Would you write out the entries below, every one of them, exactly?

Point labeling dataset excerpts
──────────
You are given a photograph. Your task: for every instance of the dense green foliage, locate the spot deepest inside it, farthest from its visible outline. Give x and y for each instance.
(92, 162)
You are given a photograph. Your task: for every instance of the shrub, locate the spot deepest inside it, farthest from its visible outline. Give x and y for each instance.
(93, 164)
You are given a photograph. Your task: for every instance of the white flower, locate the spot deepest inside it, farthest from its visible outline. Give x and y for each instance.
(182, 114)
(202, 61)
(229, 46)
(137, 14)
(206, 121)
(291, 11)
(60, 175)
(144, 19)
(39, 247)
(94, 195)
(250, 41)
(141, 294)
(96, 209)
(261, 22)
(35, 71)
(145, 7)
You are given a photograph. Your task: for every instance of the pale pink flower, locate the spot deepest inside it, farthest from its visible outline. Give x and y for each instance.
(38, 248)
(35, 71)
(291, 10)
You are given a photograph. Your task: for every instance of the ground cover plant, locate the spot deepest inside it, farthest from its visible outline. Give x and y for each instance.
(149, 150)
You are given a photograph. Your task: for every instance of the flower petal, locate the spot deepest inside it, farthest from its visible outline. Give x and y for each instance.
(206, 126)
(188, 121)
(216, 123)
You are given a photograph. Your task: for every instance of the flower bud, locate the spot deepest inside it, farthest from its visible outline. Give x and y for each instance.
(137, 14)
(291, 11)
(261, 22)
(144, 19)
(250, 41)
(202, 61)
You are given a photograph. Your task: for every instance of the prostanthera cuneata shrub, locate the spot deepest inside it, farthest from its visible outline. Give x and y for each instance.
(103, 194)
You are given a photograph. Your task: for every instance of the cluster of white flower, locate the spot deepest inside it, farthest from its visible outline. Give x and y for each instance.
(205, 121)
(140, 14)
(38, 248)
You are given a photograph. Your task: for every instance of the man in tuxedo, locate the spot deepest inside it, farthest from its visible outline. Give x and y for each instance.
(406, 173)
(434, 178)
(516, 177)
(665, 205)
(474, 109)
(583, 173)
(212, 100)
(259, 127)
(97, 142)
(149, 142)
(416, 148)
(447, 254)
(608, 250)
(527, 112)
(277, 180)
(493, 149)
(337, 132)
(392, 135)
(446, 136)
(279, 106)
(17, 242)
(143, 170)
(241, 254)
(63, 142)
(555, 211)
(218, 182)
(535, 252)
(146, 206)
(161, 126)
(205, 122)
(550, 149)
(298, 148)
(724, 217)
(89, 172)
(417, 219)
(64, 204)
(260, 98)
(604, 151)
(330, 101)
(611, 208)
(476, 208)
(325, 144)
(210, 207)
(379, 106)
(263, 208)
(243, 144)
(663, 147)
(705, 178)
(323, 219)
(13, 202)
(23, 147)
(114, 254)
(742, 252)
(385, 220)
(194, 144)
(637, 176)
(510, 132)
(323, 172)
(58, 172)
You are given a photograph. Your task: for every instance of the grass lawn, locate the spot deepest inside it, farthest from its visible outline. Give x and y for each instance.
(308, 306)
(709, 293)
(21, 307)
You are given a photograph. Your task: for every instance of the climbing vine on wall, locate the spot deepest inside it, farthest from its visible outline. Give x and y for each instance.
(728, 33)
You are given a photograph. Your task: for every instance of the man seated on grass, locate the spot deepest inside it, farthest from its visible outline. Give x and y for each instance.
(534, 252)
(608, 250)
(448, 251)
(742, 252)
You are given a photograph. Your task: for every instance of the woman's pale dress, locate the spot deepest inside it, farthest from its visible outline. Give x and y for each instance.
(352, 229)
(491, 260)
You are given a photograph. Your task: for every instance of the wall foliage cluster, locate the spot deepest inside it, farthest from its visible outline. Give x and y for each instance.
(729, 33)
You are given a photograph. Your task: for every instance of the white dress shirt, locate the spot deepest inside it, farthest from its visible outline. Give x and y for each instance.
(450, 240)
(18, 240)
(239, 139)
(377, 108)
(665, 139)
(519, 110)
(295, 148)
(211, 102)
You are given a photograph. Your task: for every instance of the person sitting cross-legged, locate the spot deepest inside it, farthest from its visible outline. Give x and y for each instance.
──────────
> [Answer to this exercise]
You are given a photograph. Your task: for every instance of the dense green foliage, locate the spot deepest inside it, farthest from its visible outline. Give x and y for each instance.
(92, 162)
You are given a photograph. Your task: for every instance of the shrub, locate the spot deepest inside it, farthest from its visible outline. Give x and y for each instance.
(93, 164)
You are given a photograph. Your task: for every instance of the white flower, locate the spot deepest inside it, farthest from its visible outline. Give x and y for each instance.
(182, 114)
(202, 61)
(229, 46)
(137, 14)
(206, 121)
(291, 11)
(60, 175)
(144, 19)
(39, 247)
(94, 195)
(250, 41)
(141, 294)
(96, 209)
(261, 22)
(35, 71)
(145, 7)
You are given a photograph. Your task: for every instance of the pale pink flower, locate the spot deepest inside it, farthest from its visible outline. Give x and y for each instance.
(38, 248)
(35, 71)
(291, 10)
You are given a photograph. Your task: for every instance of the ground cover plant, locate the spot deepest inside it, farthest from its visible outline. Give x and y for each instance.
(149, 150)
You are given a photograph. Your task: for every instance of the flower petal, locate the spot deepest inside it, farthest from its visible outline. Give x and y for each instance.
(206, 126)
(188, 121)
(216, 123)
You are given a photograph. Your task: for every instance of the flower bud, locate the spot deepest inside it, farthest from its visible outline. Give x and y for each instance.
(137, 14)
(291, 11)
(261, 22)
(144, 19)
(250, 41)
(202, 61)
You are given a photograph. Your task: for every instance of the prostanthera cuneata shrub, locate the spot deepest inside it, farthest from its visible outline. Give x and y for each instance.
(103, 194)
You are given a photograph. Your task: for every instance of the cluster of white flower, locate the spot deepest inside it, farthest from its visible outline. Give x and y for each instance.
(205, 121)
(140, 14)
(38, 248)
You are given a photograph. Your task: for every instance of the man in tuxedo, locate the spot deepest inside it, farthest from its visible outline. Give x and y for each instance.
(406, 173)
(434, 178)
(516, 177)
(665, 205)
(474, 109)
(583, 173)
(212, 100)
(259, 127)
(97, 142)
(149, 142)
(416, 148)
(447, 254)
(608, 250)
(527, 112)
(277, 180)
(493, 149)
(337, 132)
(392, 135)
(446, 136)
(279, 106)
(17, 242)
(143, 170)
(241, 254)
(63, 142)
(555, 211)
(218, 182)
(535, 252)
(146, 206)
(161, 126)
(205, 122)
(550, 149)
(298, 148)
(724, 217)
(89, 172)
(417, 219)
(64, 204)
(260, 98)
(604, 151)
(330, 101)
(611, 208)
(476, 208)
(325, 144)
(210, 207)
(379, 106)
(263, 208)
(243, 144)
(663, 147)
(705, 178)
(323, 219)
(13, 202)
(23, 147)
(114, 254)
(742, 252)
(385, 220)
(194, 144)
(637, 176)
(510, 132)
(323, 172)
(58, 172)
You are given a photograph. Your task: for every instance of the grass lawn, locate the spot deepest inside it, farthest from its visible outline. Give x and y for each instance.
(308, 306)
(709, 293)
(21, 307)
You are given a photograph. Your task: for every instance of the climbing vine on wall, locate the spot deepest inside it, farthest from its visible outline. Give x and y for each instance.
(728, 33)
You are given a photograph. Your task: for every instance of the man seated on grass, locate the spot deepest inside it, farthest from its visible outline. Give x and y for each instance.
(534, 252)
(608, 250)
(448, 251)
(742, 252)
You are given a photograph. Your task: for every instance of the woman's pale dress, locate the spot deepest inside it, farthest from its visible outline. Give x and y for each instance.
(352, 229)
(491, 260)
You are given a photograph. Your task: for every instance of the wall foliage cluster, locate the spot deepest inside it, farthest from its visible outline. Give x and y for each instance.
(729, 33)
You are given a photograph. Your task: for every instance of the white dress shirt, locate the spot deepest inside it, farthest from its visible outline. Give x and y for each instance.
(450, 240)
(18, 240)
(239, 139)
(377, 108)
(665, 139)
(519, 110)
(295, 148)
(211, 102)
You are given a photograph. Your task: for every instance of the person sitting cross-legged, locate the spot deepest inside it, farthest from its visible outline. Give x and y for each instance.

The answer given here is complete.